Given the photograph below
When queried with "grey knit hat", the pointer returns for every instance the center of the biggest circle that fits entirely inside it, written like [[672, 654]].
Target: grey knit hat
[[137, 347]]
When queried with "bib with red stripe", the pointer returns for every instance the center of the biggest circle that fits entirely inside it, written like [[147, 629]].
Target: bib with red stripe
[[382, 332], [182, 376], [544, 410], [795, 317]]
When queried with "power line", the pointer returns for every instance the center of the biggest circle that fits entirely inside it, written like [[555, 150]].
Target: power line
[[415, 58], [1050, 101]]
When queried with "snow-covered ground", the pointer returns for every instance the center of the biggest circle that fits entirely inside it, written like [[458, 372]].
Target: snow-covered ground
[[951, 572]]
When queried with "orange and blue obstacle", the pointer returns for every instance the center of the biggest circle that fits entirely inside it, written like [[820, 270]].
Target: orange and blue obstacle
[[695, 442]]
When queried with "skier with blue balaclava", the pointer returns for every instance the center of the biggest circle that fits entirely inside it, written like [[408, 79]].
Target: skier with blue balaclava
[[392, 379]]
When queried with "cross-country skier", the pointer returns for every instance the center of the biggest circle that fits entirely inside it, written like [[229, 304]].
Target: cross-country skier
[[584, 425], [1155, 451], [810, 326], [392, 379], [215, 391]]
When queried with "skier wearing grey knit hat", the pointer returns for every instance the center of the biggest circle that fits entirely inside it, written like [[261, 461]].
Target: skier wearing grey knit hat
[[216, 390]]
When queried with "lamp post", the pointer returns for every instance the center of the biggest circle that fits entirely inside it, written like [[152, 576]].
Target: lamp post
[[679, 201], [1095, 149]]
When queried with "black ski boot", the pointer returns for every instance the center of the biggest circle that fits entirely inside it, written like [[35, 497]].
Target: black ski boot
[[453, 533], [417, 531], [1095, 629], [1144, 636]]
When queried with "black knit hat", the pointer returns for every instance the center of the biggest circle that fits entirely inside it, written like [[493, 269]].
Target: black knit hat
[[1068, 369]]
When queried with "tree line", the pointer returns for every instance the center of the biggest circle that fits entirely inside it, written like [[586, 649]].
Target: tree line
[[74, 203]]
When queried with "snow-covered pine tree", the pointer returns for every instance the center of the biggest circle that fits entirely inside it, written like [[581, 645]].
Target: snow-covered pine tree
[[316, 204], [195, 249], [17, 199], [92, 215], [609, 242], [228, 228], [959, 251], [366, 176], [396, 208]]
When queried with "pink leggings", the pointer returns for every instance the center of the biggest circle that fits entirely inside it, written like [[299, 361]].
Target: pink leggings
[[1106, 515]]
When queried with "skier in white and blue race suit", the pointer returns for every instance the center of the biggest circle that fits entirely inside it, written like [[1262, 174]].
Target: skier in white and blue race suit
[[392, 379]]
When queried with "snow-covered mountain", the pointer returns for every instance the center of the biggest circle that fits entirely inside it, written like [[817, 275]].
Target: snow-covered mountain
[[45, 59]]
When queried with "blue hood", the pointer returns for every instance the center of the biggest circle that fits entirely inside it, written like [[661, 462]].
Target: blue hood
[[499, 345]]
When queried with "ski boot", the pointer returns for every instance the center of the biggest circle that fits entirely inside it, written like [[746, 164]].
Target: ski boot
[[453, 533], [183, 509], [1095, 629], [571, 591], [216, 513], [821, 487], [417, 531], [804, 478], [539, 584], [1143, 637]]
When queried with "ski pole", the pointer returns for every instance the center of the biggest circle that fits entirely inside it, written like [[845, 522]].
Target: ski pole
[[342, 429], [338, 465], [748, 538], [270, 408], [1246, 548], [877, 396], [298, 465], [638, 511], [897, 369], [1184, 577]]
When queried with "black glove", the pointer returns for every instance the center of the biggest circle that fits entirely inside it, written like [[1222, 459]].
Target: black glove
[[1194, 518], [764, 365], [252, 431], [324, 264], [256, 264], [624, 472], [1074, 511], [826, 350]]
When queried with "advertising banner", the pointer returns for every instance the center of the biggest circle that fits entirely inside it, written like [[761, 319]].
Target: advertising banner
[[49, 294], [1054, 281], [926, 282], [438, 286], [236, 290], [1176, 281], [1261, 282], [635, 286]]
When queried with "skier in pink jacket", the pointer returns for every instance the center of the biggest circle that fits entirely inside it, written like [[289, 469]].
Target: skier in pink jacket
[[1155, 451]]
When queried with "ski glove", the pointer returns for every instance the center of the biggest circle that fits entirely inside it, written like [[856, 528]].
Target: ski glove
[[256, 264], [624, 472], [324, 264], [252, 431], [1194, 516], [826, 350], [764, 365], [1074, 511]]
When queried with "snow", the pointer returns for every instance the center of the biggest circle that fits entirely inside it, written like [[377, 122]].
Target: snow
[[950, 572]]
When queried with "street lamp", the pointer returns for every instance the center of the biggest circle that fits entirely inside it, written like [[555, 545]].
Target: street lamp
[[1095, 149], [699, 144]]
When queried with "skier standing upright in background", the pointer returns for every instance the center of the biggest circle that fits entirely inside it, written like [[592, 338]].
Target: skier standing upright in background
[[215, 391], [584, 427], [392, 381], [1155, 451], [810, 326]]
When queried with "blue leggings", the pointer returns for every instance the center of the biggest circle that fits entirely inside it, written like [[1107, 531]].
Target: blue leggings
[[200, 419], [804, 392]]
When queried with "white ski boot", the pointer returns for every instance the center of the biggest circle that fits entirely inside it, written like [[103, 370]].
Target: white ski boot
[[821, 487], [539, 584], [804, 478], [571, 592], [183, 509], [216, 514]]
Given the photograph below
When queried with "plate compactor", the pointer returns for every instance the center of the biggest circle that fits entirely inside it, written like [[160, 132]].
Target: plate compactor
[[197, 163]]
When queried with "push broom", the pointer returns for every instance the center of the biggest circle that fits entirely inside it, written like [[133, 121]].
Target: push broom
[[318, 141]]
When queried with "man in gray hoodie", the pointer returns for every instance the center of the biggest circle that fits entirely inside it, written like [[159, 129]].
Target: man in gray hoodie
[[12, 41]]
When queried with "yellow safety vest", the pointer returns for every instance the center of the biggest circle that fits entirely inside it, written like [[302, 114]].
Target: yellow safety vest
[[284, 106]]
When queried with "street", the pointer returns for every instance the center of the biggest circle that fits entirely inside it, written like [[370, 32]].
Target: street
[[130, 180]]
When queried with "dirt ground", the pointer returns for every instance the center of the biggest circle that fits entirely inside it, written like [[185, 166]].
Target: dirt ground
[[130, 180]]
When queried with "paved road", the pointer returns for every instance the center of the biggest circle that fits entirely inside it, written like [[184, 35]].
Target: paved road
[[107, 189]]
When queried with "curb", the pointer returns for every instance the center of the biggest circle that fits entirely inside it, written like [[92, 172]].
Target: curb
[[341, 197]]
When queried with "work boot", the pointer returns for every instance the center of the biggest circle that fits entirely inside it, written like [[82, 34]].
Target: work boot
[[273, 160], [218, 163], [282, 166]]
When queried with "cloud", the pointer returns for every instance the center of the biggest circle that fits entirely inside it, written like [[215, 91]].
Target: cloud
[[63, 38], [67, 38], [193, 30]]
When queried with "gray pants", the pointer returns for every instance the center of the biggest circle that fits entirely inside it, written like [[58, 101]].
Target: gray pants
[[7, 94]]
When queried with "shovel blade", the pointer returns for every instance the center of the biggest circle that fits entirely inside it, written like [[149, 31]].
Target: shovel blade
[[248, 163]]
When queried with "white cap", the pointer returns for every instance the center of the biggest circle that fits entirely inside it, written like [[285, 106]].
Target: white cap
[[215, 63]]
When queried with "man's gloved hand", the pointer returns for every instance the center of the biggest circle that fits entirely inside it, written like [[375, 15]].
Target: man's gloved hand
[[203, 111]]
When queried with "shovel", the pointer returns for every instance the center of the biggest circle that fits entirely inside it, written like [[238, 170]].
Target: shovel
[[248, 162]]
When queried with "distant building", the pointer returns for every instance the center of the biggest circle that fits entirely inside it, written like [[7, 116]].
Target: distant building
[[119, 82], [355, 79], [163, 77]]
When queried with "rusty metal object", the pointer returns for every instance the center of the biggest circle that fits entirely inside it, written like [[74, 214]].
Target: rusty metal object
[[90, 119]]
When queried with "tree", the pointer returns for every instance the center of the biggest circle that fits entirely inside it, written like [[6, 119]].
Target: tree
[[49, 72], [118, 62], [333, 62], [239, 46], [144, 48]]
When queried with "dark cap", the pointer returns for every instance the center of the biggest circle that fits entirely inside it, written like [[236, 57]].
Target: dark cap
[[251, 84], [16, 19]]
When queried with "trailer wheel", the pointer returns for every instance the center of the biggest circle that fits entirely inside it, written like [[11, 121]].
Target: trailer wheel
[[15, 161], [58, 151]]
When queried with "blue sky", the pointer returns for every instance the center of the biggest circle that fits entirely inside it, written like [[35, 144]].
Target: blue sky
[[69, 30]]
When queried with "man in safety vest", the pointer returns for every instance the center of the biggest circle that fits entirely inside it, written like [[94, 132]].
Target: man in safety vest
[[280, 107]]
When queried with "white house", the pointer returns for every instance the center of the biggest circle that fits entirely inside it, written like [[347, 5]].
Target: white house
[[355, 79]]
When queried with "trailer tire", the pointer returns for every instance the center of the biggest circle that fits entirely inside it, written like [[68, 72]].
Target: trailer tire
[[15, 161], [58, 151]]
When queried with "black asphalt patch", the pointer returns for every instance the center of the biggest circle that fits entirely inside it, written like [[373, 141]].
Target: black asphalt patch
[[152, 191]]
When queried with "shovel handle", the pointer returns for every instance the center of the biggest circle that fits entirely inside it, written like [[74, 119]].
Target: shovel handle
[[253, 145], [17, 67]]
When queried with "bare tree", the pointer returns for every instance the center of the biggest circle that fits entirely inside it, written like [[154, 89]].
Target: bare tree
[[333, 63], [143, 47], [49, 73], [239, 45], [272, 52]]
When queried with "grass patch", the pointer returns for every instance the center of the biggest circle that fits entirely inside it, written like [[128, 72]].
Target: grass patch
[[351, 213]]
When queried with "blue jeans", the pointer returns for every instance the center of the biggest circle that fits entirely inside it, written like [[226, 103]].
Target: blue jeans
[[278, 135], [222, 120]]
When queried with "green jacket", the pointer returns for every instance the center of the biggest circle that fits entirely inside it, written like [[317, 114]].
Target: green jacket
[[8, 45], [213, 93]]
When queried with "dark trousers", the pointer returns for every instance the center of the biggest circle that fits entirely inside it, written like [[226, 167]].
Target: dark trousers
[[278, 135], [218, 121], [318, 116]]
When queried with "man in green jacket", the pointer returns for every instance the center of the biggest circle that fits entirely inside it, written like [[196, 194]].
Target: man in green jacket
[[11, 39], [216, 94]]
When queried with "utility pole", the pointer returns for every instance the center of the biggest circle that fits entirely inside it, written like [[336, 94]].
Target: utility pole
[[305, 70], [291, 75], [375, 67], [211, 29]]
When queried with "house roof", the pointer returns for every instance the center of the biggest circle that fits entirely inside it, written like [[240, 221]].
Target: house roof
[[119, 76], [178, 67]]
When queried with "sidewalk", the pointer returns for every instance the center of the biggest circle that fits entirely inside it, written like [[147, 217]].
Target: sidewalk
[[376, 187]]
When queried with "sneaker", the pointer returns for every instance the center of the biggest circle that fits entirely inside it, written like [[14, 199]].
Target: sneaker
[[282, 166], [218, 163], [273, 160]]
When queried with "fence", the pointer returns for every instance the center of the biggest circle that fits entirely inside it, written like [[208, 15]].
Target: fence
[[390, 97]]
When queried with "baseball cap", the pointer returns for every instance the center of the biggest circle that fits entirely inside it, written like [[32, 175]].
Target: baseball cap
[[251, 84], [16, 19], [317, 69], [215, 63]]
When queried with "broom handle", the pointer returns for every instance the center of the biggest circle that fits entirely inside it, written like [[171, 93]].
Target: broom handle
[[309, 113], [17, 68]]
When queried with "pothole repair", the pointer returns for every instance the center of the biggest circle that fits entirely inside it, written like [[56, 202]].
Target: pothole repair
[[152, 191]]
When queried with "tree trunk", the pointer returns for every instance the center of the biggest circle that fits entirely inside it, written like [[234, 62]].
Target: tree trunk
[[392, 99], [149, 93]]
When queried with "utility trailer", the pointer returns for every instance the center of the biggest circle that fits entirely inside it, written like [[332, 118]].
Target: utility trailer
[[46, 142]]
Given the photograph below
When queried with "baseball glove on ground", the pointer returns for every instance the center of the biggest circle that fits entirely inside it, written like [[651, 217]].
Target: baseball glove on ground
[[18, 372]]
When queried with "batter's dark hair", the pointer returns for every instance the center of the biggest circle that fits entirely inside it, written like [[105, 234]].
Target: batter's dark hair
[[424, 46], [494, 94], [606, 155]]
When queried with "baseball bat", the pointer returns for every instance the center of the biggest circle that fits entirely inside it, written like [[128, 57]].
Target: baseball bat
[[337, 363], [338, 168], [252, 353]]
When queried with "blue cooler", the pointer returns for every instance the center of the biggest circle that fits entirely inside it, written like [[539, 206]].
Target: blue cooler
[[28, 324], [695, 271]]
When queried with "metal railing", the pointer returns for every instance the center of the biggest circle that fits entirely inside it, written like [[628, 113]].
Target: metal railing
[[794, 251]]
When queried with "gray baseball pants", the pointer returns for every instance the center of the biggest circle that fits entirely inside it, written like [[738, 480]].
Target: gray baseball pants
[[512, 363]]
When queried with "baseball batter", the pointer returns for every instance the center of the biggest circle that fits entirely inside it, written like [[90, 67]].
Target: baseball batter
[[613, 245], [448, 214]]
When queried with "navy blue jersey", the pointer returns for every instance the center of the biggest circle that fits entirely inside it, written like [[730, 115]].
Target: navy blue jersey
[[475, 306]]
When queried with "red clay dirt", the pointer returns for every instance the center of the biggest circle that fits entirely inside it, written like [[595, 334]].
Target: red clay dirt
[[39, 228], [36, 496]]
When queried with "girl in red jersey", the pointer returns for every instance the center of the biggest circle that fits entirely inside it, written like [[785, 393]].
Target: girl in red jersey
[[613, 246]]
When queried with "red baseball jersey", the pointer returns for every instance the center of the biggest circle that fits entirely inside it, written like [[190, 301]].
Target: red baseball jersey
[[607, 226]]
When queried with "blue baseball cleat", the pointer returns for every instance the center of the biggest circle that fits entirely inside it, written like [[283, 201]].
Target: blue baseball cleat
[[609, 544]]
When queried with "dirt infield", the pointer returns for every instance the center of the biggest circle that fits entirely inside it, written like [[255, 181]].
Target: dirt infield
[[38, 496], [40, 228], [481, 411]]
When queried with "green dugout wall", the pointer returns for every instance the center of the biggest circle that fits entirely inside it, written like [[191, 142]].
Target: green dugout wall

:: TASK BRIEF ::
Extract the lines between the one holding "like [[373, 141]]." and the one holding "[[278, 135], [222, 120]]", inclusive, and reproduce them unchanged.

:: RESPONSE BELOW ::
When queried with "black asphalt patch", the pointer returns for every instance the center of the biggest circle that fits entirely inside it, written like [[373, 141]].
Target: black asphalt patch
[[152, 191]]
When queried with "shovel handle", the pointer returns for every instance the center of the biggest circle that fits entirely inside it, written like [[74, 119]].
Target: shovel handle
[[253, 145], [17, 67]]
When queried with "bare tree", the pointer returns for every instance the center of the biggest circle that fits entirely inside it, written like [[154, 89]].
Target: bare tree
[[333, 63], [143, 47], [49, 73], [239, 45], [272, 52]]
When queried with "grass patch", the pointer returns for every instance the center of the biggest circle that fits entirely inside it, written like [[128, 72]].
Target: grass patch
[[351, 213]]
When queried with "blue jeans", the pointer returns for every instance the center of the biggest circle that fits entirely inside it, written like [[226, 103]].
Target: blue jeans
[[278, 135], [222, 120]]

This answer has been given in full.